Job: Copy every one of the rows below verbatim, character for character.

◆ ◆ ◆ ◆ ◆

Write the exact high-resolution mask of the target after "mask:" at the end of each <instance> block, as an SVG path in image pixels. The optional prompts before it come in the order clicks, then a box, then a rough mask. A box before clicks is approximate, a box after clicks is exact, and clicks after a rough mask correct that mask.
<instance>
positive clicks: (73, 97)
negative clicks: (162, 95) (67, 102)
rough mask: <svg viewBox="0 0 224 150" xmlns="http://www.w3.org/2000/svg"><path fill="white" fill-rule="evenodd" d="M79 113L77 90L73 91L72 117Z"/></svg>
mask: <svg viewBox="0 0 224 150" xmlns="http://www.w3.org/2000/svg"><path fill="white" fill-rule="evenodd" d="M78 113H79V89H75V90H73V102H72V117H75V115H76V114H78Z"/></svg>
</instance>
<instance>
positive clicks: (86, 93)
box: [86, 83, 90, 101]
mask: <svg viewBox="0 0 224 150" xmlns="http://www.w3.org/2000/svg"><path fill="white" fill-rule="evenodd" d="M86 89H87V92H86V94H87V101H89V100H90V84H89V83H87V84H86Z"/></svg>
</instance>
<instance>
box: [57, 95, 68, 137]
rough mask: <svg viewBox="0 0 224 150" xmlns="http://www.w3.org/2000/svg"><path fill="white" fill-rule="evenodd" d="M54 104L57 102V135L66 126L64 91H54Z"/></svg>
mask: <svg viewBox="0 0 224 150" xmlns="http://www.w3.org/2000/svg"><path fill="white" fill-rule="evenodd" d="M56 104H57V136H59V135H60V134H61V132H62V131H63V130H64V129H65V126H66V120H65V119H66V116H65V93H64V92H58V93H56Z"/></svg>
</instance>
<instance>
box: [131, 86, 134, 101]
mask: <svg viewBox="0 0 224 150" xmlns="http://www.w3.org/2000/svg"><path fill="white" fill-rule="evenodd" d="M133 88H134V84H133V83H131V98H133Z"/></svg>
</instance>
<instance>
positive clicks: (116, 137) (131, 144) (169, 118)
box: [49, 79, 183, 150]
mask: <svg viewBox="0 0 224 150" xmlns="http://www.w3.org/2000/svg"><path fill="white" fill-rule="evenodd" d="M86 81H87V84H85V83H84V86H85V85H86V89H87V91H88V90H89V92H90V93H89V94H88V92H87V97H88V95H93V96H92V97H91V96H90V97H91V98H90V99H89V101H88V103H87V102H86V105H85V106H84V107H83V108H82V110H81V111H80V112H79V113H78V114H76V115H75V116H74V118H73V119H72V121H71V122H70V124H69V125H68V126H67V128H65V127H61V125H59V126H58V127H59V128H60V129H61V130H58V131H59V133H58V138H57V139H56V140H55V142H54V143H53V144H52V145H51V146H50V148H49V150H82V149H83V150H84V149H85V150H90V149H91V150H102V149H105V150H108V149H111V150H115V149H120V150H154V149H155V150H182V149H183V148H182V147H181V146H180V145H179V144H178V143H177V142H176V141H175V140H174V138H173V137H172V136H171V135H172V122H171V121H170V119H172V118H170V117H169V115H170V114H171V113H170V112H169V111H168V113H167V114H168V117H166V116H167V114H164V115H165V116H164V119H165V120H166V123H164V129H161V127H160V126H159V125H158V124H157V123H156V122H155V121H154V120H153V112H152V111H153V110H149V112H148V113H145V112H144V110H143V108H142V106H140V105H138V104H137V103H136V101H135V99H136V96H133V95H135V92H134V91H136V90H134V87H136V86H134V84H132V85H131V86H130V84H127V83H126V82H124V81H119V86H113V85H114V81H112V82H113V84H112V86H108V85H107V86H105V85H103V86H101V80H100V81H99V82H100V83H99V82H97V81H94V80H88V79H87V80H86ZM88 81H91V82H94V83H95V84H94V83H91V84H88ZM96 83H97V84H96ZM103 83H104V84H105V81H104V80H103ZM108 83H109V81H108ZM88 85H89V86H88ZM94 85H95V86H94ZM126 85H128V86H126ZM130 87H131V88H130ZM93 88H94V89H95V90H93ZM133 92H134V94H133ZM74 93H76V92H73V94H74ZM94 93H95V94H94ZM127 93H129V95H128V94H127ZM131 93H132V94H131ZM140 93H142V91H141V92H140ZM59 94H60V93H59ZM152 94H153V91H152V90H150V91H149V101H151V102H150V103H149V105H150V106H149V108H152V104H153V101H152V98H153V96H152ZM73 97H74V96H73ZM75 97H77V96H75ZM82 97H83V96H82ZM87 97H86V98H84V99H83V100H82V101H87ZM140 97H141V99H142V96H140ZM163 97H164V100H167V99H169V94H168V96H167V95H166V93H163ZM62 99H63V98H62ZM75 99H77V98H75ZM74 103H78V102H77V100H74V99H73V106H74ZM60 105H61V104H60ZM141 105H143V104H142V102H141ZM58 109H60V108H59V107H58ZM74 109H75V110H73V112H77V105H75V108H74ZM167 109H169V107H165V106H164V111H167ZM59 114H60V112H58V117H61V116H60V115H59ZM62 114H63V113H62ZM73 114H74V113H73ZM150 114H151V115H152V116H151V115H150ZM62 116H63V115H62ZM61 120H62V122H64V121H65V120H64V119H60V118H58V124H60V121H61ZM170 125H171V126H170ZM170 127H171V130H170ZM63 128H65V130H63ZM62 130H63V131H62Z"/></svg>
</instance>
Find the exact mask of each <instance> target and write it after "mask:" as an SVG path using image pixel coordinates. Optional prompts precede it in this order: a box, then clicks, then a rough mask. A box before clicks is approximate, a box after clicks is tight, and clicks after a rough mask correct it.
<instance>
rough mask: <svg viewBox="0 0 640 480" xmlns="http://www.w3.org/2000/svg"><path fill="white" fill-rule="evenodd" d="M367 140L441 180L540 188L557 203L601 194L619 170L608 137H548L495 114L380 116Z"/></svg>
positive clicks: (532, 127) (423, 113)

◆ ◆ ◆ ◆ ◆

Response below:
Write the exact high-resolution mask of the target after "mask:" at the end of each <instance> block, as an SVG path in image pixels. The optional prompts before it come in the order clicks, then a box, then a rough mask. A box before clicks is approximate, a box after clicks is exact, and clicks after a rough mask correct that mask.
<instance>
positive clicks: (73, 97)
negative clicks: (162, 95) (67, 102)
rough mask: <svg viewBox="0 0 224 150" xmlns="http://www.w3.org/2000/svg"><path fill="white" fill-rule="evenodd" d="M79 113L77 90L73 91L72 117Z"/></svg>
mask: <svg viewBox="0 0 224 150" xmlns="http://www.w3.org/2000/svg"><path fill="white" fill-rule="evenodd" d="M78 113H79V89H75V90H73V102H72V117H75V115H76V114H78Z"/></svg>
</instance>
<instance>
positive clicks: (86, 93)
box: [86, 83, 90, 101]
mask: <svg viewBox="0 0 224 150" xmlns="http://www.w3.org/2000/svg"><path fill="white" fill-rule="evenodd" d="M86 89H87V92H86V94H87V101H89V100H90V84H89V83H87V84H86Z"/></svg>
</instance>
<instance>
box: [57, 95, 68, 137]
rough mask: <svg viewBox="0 0 224 150" xmlns="http://www.w3.org/2000/svg"><path fill="white" fill-rule="evenodd" d="M54 104L57 102V135L66 126L64 91H54Z"/></svg>
mask: <svg viewBox="0 0 224 150" xmlns="http://www.w3.org/2000/svg"><path fill="white" fill-rule="evenodd" d="M56 104H57V136H59V135H60V134H61V132H62V131H63V130H64V129H65V126H66V120H65V119H66V116H65V93H64V92H58V93H56Z"/></svg>
</instance>
<instance>
box: [131, 86, 134, 101]
mask: <svg viewBox="0 0 224 150" xmlns="http://www.w3.org/2000/svg"><path fill="white" fill-rule="evenodd" d="M133 88H134V84H133V83H131V98H133Z"/></svg>
</instance>
<instance>
positive clicks: (116, 137) (131, 144) (169, 118)
box: [49, 79, 183, 150]
mask: <svg viewBox="0 0 224 150" xmlns="http://www.w3.org/2000/svg"><path fill="white" fill-rule="evenodd" d="M86 81H87V84H85V83H84V86H85V85H86V89H87V91H88V90H89V92H90V93H89V94H88V92H87V97H88V95H93V96H92V97H91V96H90V97H91V98H90V99H89V101H88V103H87V102H86V105H85V106H84V107H83V108H82V110H81V111H80V112H79V113H78V114H76V115H75V116H74V118H73V119H72V121H71V122H70V124H69V125H68V126H67V128H65V127H61V125H59V126H58V127H59V128H60V129H61V130H58V131H59V133H58V138H57V139H56V140H55V142H54V143H53V144H52V145H51V146H50V148H49V150H82V149H83V150H84V149H85V150H90V149H91V150H102V149H105V150H108V149H111V150H115V149H120V150H154V149H155V150H182V149H183V148H182V147H181V146H180V145H179V144H178V143H177V142H176V141H175V140H174V138H173V137H172V136H171V135H172V122H171V121H170V119H172V118H170V117H169V115H170V114H171V113H170V112H169V111H168V113H167V114H168V117H166V116H167V114H164V115H165V116H164V119H165V120H166V123H164V129H161V127H160V126H159V125H158V124H157V123H156V122H155V121H154V120H153V112H152V111H153V110H149V112H148V113H145V112H144V110H143V108H142V106H140V105H138V104H137V103H136V101H135V99H136V96H133V95H135V92H134V91H136V90H134V87H136V86H134V84H132V85H131V86H130V84H127V83H126V82H124V81H119V86H113V85H114V81H112V82H113V84H112V86H108V85H107V86H105V85H103V86H101V80H100V81H99V82H100V83H99V82H97V81H94V80H88V79H87V80H86ZM88 81H91V82H94V83H95V84H94V83H91V84H88ZM96 83H97V84H96ZM103 83H104V84H105V81H104V80H103ZM108 83H109V81H108ZM88 85H89V86H88ZM94 85H95V86H94ZM126 85H128V86H126ZM130 87H131V88H130ZM93 88H94V89H95V90H93ZM133 92H134V94H133ZM74 93H76V92H73V94H74ZM94 93H95V94H94ZM127 93H129V95H128V94H127ZM131 93H132V94H131ZM140 93H142V91H141V92H140ZM59 94H60V93H59ZM152 94H153V91H152V90H150V91H149V101H151V102H150V103H149V105H150V106H149V108H152V104H153V101H152V98H153V96H152ZM73 97H74V96H73ZM75 97H77V96H75ZM82 97H83V96H82ZM87 97H86V98H84V99H83V100H82V101H87ZM140 97H141V99H142V96H140ZM163 97H164V100H167V99H169V94H168V96H167V95H166V93H163ZM62 99H63V98H62ZM75 99H77V98H75ZM74 103H78V102H77V100H74V99H73V106H74ZM60 105H61V104H60ZM141 105H143V104H142V102H141ZM58 109H60V108H59V107H58ZM74 109H75V110H73V112H77V105H75V108H74ZM167 109H169V107H165V106H164V111H167ZM59 114H60V112H58V117H61V116H60V115H59ZM62 114H63V113H62ZM73 114H74V113H73ZM150 114H151V115H152V116H151V115H150ZM62 116H63V115H62ZM61 120H62V122H64V121H65V120H64V119H60V118H58V124H60V121H61ZM170 125H171V126H170ZM170 127H171V130H170ZM63 128H65V130H63ZM62 130H63V131H62Z"/></svg>
</instance>
Find the exact mask of each <instance> target and write it after "mask:" as an SVG path using image pixel coordinates. Optional prompts precede it in this order: a box, then clicks, then a rough mask. A box before clicks is approximate, a box after clicks is tight, and clicks after a rough mask correct it.
<instance>
rough mask: <svg viewBox="0 0 640 480" xmlns="http://www.w3.org/2000/svg"><path fill="white" fill-rule="evenodd" d="M367 140L441 180L540 188L557 203L601 194L619 170L608 137H548L495 114L380 116Z"/></svg>
positive clicks: (532, 127) (423, 113)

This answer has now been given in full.